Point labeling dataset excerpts
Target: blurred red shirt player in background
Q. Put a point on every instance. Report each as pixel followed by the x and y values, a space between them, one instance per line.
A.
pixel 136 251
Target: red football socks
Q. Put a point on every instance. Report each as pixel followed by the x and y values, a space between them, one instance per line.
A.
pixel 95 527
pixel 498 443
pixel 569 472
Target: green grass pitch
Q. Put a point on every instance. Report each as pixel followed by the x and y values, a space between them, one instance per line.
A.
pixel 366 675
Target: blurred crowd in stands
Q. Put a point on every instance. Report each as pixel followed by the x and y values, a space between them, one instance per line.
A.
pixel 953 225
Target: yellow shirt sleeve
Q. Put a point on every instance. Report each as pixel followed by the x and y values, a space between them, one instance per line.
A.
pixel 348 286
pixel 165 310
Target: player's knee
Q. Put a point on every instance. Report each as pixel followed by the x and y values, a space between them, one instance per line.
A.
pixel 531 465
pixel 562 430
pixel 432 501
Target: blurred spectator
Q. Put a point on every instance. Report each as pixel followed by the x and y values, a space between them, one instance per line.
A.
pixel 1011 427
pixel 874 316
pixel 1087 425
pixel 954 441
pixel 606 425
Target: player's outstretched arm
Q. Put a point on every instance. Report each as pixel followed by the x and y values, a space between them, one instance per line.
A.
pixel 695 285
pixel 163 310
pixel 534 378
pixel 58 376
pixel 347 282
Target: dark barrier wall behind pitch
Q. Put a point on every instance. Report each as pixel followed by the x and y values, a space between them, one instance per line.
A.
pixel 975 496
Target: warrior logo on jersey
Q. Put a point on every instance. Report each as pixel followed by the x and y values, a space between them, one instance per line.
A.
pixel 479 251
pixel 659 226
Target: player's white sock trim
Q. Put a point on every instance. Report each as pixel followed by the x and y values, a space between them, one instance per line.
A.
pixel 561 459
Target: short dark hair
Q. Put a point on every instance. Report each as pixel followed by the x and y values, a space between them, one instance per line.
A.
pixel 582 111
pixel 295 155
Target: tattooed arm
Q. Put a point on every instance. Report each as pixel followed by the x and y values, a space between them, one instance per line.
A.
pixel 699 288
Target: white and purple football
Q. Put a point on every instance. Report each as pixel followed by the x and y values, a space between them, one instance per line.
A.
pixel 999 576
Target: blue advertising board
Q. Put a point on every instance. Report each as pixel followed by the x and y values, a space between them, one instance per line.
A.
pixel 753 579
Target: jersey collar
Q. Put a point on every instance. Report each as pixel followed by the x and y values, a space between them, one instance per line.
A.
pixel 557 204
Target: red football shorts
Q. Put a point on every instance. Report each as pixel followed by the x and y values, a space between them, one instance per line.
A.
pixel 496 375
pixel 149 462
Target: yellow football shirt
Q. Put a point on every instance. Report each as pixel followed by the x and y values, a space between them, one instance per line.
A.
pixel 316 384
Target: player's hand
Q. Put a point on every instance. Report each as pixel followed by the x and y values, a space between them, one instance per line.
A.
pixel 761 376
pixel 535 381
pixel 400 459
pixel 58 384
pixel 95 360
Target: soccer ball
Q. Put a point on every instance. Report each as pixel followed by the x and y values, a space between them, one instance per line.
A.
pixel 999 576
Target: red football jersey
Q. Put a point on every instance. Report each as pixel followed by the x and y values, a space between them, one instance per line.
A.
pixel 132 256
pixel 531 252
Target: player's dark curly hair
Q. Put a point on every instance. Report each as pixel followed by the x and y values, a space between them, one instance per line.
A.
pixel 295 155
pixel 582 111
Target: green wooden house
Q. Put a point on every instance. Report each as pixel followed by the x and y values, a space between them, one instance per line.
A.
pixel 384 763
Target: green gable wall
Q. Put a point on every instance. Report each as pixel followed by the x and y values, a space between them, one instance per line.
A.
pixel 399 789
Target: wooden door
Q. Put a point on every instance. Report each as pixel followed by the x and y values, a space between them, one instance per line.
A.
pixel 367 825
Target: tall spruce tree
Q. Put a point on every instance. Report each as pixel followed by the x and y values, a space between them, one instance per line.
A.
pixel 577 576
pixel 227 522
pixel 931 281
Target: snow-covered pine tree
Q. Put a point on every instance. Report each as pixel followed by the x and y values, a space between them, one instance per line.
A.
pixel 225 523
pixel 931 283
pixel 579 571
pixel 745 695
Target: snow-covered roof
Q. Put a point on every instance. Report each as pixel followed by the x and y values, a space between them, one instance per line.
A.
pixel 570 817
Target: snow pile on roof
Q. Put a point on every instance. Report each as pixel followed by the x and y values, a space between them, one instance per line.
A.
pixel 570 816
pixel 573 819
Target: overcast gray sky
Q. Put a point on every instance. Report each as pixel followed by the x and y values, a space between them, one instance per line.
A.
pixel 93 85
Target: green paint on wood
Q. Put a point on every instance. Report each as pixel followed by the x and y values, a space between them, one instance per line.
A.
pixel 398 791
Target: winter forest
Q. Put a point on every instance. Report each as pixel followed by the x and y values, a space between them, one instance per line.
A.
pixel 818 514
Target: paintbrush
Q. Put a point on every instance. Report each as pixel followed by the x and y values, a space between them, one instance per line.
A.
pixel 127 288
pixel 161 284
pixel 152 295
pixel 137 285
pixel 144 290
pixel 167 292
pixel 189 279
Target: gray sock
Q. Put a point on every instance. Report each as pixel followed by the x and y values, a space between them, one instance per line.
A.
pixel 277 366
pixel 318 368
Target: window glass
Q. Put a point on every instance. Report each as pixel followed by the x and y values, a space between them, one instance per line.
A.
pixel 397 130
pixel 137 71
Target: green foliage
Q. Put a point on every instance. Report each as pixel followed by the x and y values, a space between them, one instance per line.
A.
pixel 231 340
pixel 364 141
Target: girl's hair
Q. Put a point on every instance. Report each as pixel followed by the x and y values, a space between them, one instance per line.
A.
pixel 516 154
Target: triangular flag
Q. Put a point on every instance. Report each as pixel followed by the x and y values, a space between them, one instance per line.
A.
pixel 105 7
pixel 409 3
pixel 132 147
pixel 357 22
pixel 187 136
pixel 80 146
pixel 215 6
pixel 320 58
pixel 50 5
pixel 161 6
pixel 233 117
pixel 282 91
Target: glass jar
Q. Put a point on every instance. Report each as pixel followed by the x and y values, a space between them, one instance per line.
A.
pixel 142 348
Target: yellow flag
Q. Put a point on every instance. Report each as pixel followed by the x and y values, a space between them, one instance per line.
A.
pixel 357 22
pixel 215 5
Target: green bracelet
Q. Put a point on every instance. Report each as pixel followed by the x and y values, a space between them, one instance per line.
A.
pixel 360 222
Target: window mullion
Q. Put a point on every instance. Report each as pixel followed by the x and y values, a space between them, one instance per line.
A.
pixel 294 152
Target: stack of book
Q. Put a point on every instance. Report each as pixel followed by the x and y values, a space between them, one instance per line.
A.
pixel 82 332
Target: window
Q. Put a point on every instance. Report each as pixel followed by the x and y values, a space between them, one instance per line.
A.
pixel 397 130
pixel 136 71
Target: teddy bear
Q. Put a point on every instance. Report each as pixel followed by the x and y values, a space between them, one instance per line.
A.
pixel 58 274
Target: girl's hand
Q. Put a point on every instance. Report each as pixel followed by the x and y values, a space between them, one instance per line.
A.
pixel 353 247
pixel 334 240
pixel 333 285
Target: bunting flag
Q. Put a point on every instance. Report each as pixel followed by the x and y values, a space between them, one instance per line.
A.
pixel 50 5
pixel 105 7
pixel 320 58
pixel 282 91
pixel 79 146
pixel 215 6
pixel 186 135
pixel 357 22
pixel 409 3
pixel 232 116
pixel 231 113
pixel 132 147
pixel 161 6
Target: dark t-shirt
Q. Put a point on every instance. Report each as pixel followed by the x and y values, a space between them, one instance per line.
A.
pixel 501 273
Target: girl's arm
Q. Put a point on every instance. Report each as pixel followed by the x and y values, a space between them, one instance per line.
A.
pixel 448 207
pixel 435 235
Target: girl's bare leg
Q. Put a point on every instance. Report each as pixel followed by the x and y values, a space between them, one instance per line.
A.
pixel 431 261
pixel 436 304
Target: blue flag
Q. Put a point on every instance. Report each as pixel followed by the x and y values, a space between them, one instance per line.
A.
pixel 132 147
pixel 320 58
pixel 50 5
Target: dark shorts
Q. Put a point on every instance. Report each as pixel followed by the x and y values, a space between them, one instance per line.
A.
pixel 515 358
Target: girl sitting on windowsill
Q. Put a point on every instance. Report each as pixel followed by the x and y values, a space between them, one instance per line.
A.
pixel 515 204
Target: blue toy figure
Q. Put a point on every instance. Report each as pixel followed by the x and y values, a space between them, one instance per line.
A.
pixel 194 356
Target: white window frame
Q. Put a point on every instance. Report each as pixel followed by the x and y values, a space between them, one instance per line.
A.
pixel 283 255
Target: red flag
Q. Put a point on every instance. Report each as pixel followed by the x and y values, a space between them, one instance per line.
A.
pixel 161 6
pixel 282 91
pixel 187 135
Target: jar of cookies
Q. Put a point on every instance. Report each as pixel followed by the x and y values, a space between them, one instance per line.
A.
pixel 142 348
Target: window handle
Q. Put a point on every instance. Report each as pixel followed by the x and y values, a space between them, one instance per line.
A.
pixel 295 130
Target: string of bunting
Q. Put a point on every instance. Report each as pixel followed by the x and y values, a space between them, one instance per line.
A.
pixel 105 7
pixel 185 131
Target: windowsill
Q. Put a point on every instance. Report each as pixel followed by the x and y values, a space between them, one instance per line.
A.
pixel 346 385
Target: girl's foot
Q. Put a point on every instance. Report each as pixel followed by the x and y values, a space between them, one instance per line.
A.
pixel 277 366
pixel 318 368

(Aim): Repeat exactly the lines from the line containing "Target: blue toy figure" through the end of the listing above; both boundary lines are part of the output.

(Answer to this exercise):
Target: blue toy figure
Q. Put a point on every instance. Report each as pixel followed by the x and y values, a space between them, one instance per line.
A.
pixel 194 356
Target: white window frame
Q. Put a point on every instance. Report each as pixel followed by the x and y values, a space between them, one instance per line.
A.
pixel 283 255
Target: red flag
Q. Put a point on every instance. Report each as pixel followed by the x and y values, a space between them, one instance per line.
A.
pixel 161 6
pixel 282 91
pixel 187 135
Target: jar of cookies
Q. Put a point on every instance. Report each as pixel followed by the x and y values, a space between them, one instance per line.
A.
pixel 142 348
Target: window handle
Q. Put a point on every instance. Report each as pixel followed by the x and y values, a space between them, one instance per line.
A.
pixel 295 130
Target: string of bunting
Q. Put a point on every instance. Report each as pixel followed by the x and y values, a space between them, one instance per line.
A.
pixel 105 7
pixel 185 131
Target: windowsill
Q. Put a point on every instance. Report each as pixel followed by the x and y values, a space between them, one instance per line.
A.
pixel 346 385
Target: girl's foot
Q. Put a point on every instance. Report each as pixel followed by the x and y values, a space between them, one instance per line.
A.
pixel 277 366
pixel 318 368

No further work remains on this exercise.